• Written instruction
Reproduce each of the records below verbatim, line for line, changing nothing.

• Information provided
+---+
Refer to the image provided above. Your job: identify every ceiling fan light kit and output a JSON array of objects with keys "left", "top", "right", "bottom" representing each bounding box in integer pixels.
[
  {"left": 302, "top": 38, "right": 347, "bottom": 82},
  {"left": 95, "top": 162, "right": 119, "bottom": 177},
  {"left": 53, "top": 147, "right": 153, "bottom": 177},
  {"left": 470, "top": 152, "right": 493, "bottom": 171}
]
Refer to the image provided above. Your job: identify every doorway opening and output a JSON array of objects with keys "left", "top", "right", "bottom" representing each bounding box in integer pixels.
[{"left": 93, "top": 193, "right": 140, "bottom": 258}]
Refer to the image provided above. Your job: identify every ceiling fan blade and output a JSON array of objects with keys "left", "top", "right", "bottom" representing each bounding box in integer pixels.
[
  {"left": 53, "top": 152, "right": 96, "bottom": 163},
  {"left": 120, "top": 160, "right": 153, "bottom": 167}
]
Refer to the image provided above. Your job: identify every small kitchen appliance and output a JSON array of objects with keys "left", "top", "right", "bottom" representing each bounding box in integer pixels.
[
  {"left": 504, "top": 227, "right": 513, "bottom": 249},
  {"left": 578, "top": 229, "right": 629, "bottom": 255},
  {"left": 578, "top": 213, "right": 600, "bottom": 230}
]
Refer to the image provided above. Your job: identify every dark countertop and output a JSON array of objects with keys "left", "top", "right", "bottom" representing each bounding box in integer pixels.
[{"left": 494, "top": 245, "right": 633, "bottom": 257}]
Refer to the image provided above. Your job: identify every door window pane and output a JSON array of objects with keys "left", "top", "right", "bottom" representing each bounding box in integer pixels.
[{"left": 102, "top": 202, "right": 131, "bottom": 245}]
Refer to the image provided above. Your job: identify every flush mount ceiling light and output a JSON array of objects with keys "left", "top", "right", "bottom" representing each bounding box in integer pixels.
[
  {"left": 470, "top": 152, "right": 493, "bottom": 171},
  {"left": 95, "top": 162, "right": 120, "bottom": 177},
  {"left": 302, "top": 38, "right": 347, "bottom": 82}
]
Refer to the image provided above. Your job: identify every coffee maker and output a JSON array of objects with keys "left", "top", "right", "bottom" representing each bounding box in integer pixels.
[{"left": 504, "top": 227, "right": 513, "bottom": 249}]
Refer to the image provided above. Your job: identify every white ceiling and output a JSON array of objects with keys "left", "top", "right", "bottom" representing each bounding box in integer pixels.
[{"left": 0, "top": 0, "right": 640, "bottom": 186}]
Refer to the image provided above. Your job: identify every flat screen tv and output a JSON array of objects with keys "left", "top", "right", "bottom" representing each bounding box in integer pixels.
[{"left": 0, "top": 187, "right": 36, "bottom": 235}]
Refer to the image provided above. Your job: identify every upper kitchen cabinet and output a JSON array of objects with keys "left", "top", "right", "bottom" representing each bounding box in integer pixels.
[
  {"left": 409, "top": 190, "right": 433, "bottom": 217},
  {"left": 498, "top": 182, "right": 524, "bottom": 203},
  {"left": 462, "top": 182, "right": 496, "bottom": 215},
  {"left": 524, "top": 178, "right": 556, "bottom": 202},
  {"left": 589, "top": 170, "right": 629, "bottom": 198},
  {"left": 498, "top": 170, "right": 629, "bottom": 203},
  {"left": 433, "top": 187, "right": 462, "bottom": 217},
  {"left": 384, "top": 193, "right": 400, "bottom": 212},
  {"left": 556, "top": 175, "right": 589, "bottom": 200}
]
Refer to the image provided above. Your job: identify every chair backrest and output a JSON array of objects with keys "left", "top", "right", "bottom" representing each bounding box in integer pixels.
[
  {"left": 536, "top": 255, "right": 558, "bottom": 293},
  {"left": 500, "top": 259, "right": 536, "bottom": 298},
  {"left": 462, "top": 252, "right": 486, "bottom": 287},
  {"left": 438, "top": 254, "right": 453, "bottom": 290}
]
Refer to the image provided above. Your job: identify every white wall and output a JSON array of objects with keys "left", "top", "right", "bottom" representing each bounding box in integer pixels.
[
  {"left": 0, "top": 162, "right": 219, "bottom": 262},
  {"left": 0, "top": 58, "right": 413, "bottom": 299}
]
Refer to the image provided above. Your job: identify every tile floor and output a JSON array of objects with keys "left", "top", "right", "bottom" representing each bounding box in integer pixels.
+---+
• Full output
Refer to the image provided above. Your job: identify every ceiling fan light kit and output a JSON array of objects with keys "left", "top", "right", "bottom" representing each bounding box in integer pixels.
[
  {"left": 302, "top": 38, "right": 347, "bottom": 82},
  {"left": 95, "top": 162, "right": 119, "bottom": 177},
  {"left": 53, "top": 147, "right": 153, "bottom": 177},
  {"left": 470, "top": 152, "right": 493, "bottom": 171}
]
Refer to the image provided above. Your job: identify every doorway opening and output a JSON array of objects with keys "left", "top", "right", "bottom" representing each bounding box in integer pixels.
[{"left": 93, "top": 193, "right": 140, "bottom": 258}]
Refer to the image provided above. Your job: identify every ceiling fan blade and output a JSON array of objects with keys "left", "top", "right", "bottom" representing each bounding box in integer pixels.
[
  {"left": 53, "top": 152, "right": 96, "bottom": 163},
  {"left": 120, "top": 160, "right": 153, "bottom": 167}
]
Refer to the image provided above. Your job: identify every small kitchen appliance and output a JSON array of objects with keys "left", "top", "right", "bottom" representing each bounding box in integer pixels.
[
  {"left": 504, "top": 227, "right": 513, "bottom": 249},
  {"left": 578, "top": 229, "right": 629, "bottom": 255},
  {"left": 578, "top": 213, "right": 600, "bottom": 230}
]
Refer to the image provided above. Your job: identify every dark countertop and output a JSON array of objects with keys "left", "top", "right", "bottom" representing each bounding box in integer pixels.
[{"left": 494, "top": 245, "right": 633, "bottom": 257}]
Refer to the image provided above. Your job: identify every door window pane and output a JSON array of objects with keys "left", "top", "right", "bottom" representing each bounding box in integer pixels.
[{"left": 102, "top": 202, "right": 131, "bottom": 245}]
Refer to the image provided above. Your job: identify every flush mount ceiling light and output a JSON array of objects with keys "left", "top", "right", "bottom" representing each bounding box in integer pixels.
[
  {"left": 470, "top": 152, "right": 493, "bottom": 171},
  {"left": 95, "top": 162, "right": 120, "bottom": 177},
  {"left": 302, "top": 38, "right": 347, "bottom": 82}
]
Refer to the image provided above. Your job: identify every coffee maker and output a JSON array of objects with keys "left", "top", "right", "bottom" representing each bounding box in integer pixels.
[{"left": 504, "top": 227, "right": 513, "bottom": 249}]
Refer to the image provided above. Your job: identify every white ceiling and output a JSON array of objects with keys "left", "top", "right", "bottom" representing each bounding box in integer pixels.
[{"left": 0, "top": 0, "right": 640, "bottom": 186}]
Refer to the image provided above. Your job: identify every flat screen tv and output a JSON array of objects with keys "left", "top", "right", "bottom" representing each bounding box in integer pixels.
[{"left": 0, "top": 187, "right": 36, "bottom": 235}]
Refer to the image provided above. Your job: identify every upper kitchen cabinet and output a JSON array of objects with keys "left", "top", "right", "bottom" representing each bounding box in integer pixels.
[
  {"left": 409, "top": 190, "right": 433, "bottom": 217},
  {"left": 498, "top": 182, "right": 524, "bottom": 203},
  {"left": 462, "top": 182, "right": 496, "bottom": 215},
  {"left": 524, "top": 178, "right": 556, "bottom": 202},
  {"left": 589, "top": 170, "right": 629, "bottom": 198},
  {"left": 498, "top": 170, "right": 629, "bottom": 203},
  {"left": 433, "top": 187, "right": 462, "bottom": 217},
  {"left": 384, "top": 193, "right": 400, "bottom": 212},
  {"left": 556, "top": 175, "right": 589, "bottom": 200}
]
Refer to the image provided above. Your job: identify every chair backrest and output a JSON array of objects with keys "left", "top", "right", "bottom" representing each bounding box in integer pixels.
[
  {"left": 536, "top": 255, "right": 558, "bottom": 293},
  {"left": 500, "top": 259, "right": 536, "bottom": 298},
  {"left": 462, "top": 252, "right": 486, "bottom": 287},
  {"left": 438, "top": 254, "right": 453, "bottom": 290}
]
Refer to the image provided above. Your job: identify every white wall and output a JSON array of objects with keys "left", "top", "right", "bottom" representing each bounding box in integer pixels.
[
  {"left": 0, "top": 162, "right": 219, "bottom": 262},
  {"left": 0, "top": 58, "right": 413, "bottom": 299}
]
Refer to the image provided above. Your job: identify every tile floor and output a JSON array of objects with keys "left", "top", "right", "bottom" representing each bounding box in integer pixels.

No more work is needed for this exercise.